* What you will do
Copy out the data that comes next, character for character, and leave the images aside.

[Point localization data]
_____

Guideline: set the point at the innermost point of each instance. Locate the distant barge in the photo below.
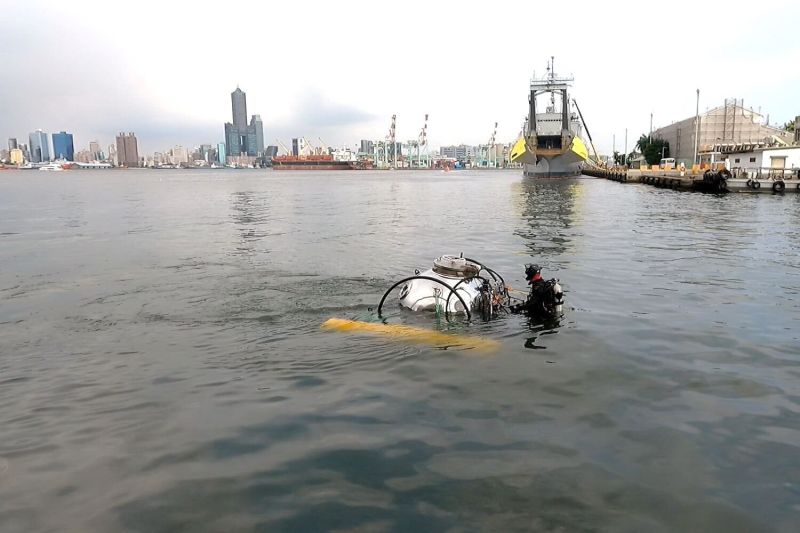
(316, 162)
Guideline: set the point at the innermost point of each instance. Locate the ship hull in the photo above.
(560, 166)
(316, 166)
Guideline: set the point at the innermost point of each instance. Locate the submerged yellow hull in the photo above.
(411, 334)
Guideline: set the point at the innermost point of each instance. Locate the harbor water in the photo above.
(162, 365)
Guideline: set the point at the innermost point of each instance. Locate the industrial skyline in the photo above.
(468, 73)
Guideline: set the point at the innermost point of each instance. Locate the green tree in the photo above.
(642, 143)
(654, 151)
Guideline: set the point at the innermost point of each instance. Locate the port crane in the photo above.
(288, 152)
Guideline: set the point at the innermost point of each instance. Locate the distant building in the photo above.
(178, 155)
(63, 147)
(241, 138)
(84, 156)
(721, 129)
(797, 130)
(39, 147)
(299, 146)
(94, 148)
(127, 150)
(17, 157)
(779, 158)
(367, 146)
(462, 152)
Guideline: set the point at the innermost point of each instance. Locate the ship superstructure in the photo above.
(551, 144)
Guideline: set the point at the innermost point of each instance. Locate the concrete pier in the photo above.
(695, 180)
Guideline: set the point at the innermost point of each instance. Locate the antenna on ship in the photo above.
(392, 130)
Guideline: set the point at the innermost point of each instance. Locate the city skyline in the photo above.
(468, 72)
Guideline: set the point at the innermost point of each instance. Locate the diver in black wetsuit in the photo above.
(544, 297)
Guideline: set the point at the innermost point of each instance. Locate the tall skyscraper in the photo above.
(258, 133)
(63, 147)
(94, 149)
(40, 147)
(239, 108)
(367, 146)
(127, 150)
(241, 138)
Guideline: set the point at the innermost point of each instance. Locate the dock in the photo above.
(720, 180)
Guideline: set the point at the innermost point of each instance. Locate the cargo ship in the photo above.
(550, 145)
(317, 162)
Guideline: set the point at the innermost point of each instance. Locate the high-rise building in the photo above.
(239, 108)
(127, 150)
(94, 148)
(797, 129)
(367, 147)
(17, 157)
(299, 146)
(63, 147)
(40, 147)
(241, 138)
(258, 133)
(179, 155)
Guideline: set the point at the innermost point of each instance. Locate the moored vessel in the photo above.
(551, 145)
(316, 162)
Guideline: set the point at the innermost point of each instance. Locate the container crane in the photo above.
(288, 152)
(392, 131)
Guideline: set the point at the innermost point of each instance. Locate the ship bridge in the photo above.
(549, 126)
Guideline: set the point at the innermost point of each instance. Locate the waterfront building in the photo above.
(84, 156)
(777, 158)
(462, 152)
(367, 147)
(127, 150)
(797, 129)
(94, 148)
(63, 147)
(242, 138)
(178, 155)
(299, 146)
(39, 147)
(720, 130)
(16, 156)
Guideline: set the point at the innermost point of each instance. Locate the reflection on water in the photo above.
(162, 365)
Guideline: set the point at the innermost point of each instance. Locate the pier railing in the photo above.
(766, 173)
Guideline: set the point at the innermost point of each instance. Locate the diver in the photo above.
(545, 297)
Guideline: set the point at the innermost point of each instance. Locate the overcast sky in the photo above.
(339, 70)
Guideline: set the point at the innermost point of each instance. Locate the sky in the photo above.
(338, 71)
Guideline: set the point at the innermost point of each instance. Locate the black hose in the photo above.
(491, 272)
(453, 291)
(440, 282)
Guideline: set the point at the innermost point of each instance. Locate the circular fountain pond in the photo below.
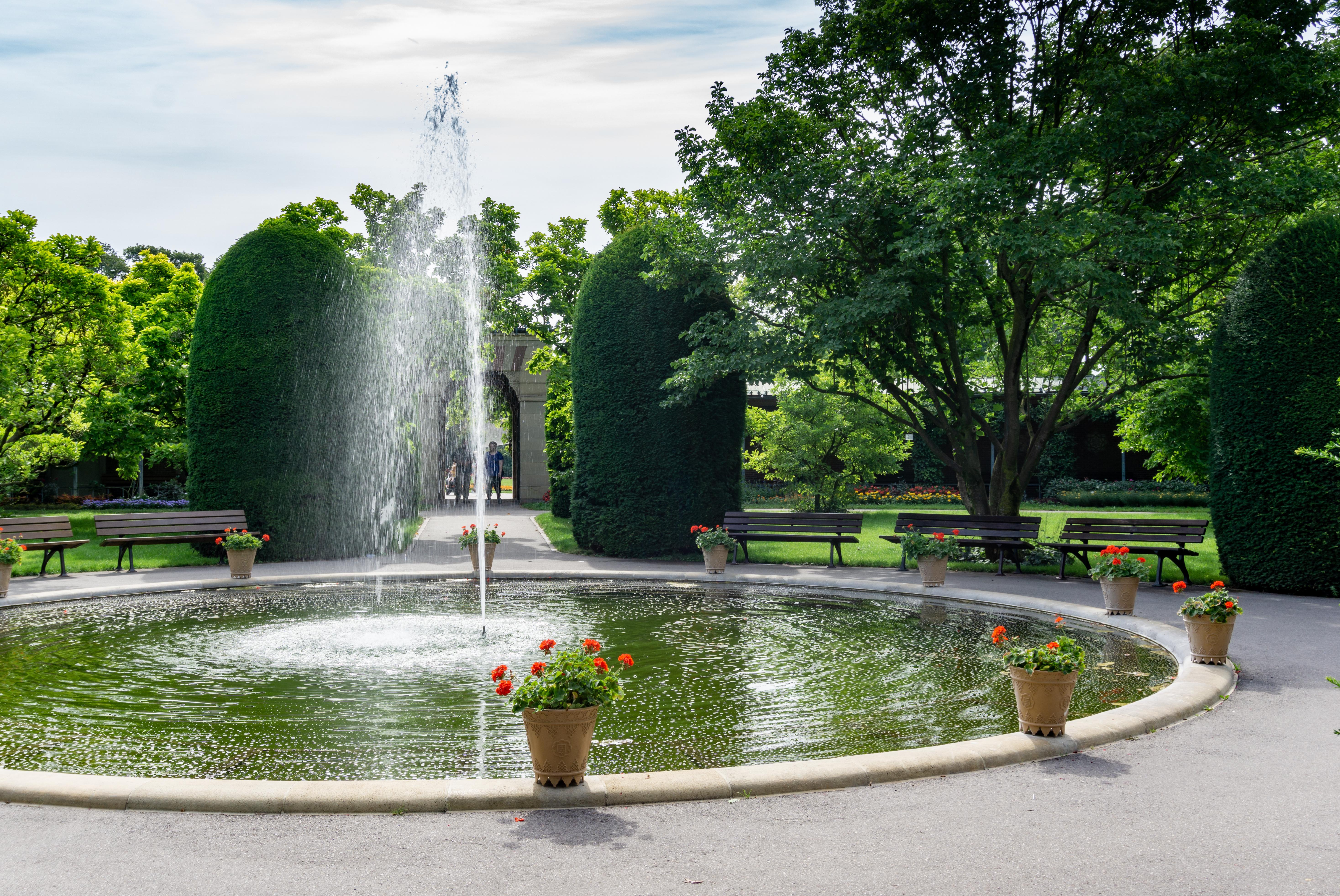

_____

* Task output
Guideline: set the point at the innermost point of each instance. Locate the distant barge in the photo below.
(316, 162)
Guideline: set the point at the innermost point of each instance. Locate the ship hull in the photo above.
(560, 166)
(316, 166)
Guideline: set the point at the innermost point of each instance. Locate the submerged yellow hull in the photo above.
(411, 334)
Guideline: set the point at the innermost point of each instance. Locate the harbor water in the photo above.
(162, 365)
Guideline: set the point at the innermost point of each instance. Locate the industrial skyline in the photo above.
(468, 73)
Guideline: set the point at the innermost point of each instance. Locate the green tree in the photo above.
(642, 143)
(654, 151)
Guideline: set the point at the innermost point of each instance. Locate the port crane in the photo above.
(288, 152)
Guideline: set the point at the innermost point of each instance. Locate the distant building in the photo above.
(178, 155)
(63, 147)
(241, 138)
(84, 156)
(721, 129)
(797, 130)
(39, 147)
(299, 146)
(94, 148)
(127, 150)
(17, 157)
(779, 158)
(367, 146)
(462, 152)
Guideline: set the point at the innermost point of each instance. Locate the ship superstructure in the photo above.
(551, 144)
Guideline: set the point at the innermost point of each instance. Locate the concrete pier in the photo above.
(695, 180)
Guideline: set the point at the innermost point of each instance. Locate the antenna on ship in the photo above.
(392, 130)
Guideline: set the point at the innermost point of each instance. Locate the city skyline in the photo above.
(468, 72)
Guideline: set the point at the innermost point of each instance. Locate the diver in black wetsuit in the photo above.
(544, 297)
Guideline: set the point at the innermost point of each instance. Locate the tall skyscraper in the photo above.
(258, 133)
(63, 147)
(94, 149)
(40, 147)
(239, 108)
(367, 146)
(127, 150)
(241, 138)
Guideline: set the point at the innermost point of each instance. Locate the dock in the photo above.
(720, 180)
Guideline: set the point at the innermost point of each instance. Locate the cargo ship in the photo above.
(550, 145)
(317, 162)
Guideline: set the point at the innermost point of each instance. Locate the high-rise building in the photo above.
(239, 108)
(127, 150)
(94, 148)
(797, 129)
(367, 147)
(17, 157)
(299, 146)
(63, 147)
(40, 147)
(241, 138)
(258, 133)
(179, 155)
Guideline: set the point at the innermost point of each instance. Locate the moored vessel in the photo above.
(551, 145)
(316, 162)
Guideline: set the point at the innermost point of each instance. Locate the container crane in the photo above.
(288, 152)
(392, 131)
Guideline: set the point at the innermost point of each instance. Locate the ship bridge in the photo above.
(549, 126)
Guideline: set the point at the innermost point of each instance. Locate the waterfront building in the photo above.
(84, 156)
(777, 158)
(462, 152)
(367, 147)
(127, 150)
(797, 129)
(94, 148)
(63, 147)
(242, 138)
(178, 155)
(299, 146)
(39, 147)
(720, 130)
(16, 156)
Guideline: set the point at the innermost point of each instance. Locate the reflection on water in the photo above.
(162, 365)
Guideline: set the point at the innermost point of each instance. Locate the pier railing in the photo above.
(766, 173)
Guideline: set the point at the innermost point of each instance. Locate the diver in the photo above.
(545, 297)
Guideline: set the point at the innermost point of each instance. Locate the overcast sky in the photo above.
(339, 70)
Guideline: set the point at the innermost point of each instance. Locate the sky in the photo above.
(338, 71)
Guideline: set the point at the innermost point of each instance. Locate the black hose in the photo above.
(491, 272)
(453, 291)
(440, 282)
Guideline: set the point at the innermost point of each instance. Locate the circular fountain pond in the photo below.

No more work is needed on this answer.